▸ The task: Rewrite the lines between the one holding "Task: a point for each instance of the leafy" and the one holding "pixel 598 645", inclusive, with "shoulder" changed to "upper arm" and everything else left as it is.

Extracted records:
╔══

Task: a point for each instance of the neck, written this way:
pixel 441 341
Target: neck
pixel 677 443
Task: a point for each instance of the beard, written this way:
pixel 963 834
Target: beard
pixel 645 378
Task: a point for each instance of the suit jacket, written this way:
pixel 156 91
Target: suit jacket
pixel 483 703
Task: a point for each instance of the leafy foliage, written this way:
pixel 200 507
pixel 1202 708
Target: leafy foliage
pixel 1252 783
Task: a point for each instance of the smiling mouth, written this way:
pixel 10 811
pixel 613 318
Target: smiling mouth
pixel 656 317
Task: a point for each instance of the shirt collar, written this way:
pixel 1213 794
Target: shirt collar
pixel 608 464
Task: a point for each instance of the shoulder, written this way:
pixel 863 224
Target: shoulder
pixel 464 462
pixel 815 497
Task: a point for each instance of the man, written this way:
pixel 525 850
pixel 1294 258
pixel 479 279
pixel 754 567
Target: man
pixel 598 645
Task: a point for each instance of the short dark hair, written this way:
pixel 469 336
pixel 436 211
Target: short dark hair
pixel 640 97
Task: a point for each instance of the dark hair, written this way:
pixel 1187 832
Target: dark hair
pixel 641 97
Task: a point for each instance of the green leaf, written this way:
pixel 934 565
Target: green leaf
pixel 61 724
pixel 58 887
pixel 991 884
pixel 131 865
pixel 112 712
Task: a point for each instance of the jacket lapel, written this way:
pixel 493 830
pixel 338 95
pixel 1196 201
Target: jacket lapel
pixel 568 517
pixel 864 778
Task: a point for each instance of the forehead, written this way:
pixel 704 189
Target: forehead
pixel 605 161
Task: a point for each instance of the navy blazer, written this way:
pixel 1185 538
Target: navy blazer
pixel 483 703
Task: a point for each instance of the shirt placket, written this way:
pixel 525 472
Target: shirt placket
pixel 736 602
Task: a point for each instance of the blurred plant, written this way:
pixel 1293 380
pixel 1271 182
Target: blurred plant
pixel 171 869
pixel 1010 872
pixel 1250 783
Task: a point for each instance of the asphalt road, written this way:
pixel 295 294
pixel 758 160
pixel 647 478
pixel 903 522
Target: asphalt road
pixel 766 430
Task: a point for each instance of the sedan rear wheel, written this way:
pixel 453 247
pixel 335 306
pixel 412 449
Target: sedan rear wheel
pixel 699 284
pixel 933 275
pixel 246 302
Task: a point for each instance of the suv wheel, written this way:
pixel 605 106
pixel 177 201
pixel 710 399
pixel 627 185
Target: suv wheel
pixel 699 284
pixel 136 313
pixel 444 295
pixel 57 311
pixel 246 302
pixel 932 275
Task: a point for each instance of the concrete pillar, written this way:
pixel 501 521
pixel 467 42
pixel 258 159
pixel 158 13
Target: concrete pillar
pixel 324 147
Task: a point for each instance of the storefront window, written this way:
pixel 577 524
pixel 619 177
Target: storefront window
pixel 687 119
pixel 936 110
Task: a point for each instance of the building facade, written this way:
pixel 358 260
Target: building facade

╚══

▸ Written answer:
Task: a point for each instance of the leafy foliage, written this way:
pixel 200 507
pixel 1202 708
Target: leafy foliage
pixel 1252 783
Task: a point for each instance of the smiling mouth, written this way:
pixel 10 811
pixel 613 318
Target: smiling mouth
pixel 656 317
Task: a point for each instance of the shirt collar, written this way:
pixel 1213 794
Target: shirt collar
pixel 608 464
Task: a point for each instance of the upper arm, written this way:
pixel 863 224
Target: upper arm
pixel 464 462
pixel 815 497
Task: a point for each instance of the man, written this way:
pixel 525 850
pixel 1294 258
pixel 479 279
pixel 754 567
Target: man
pixel 598 645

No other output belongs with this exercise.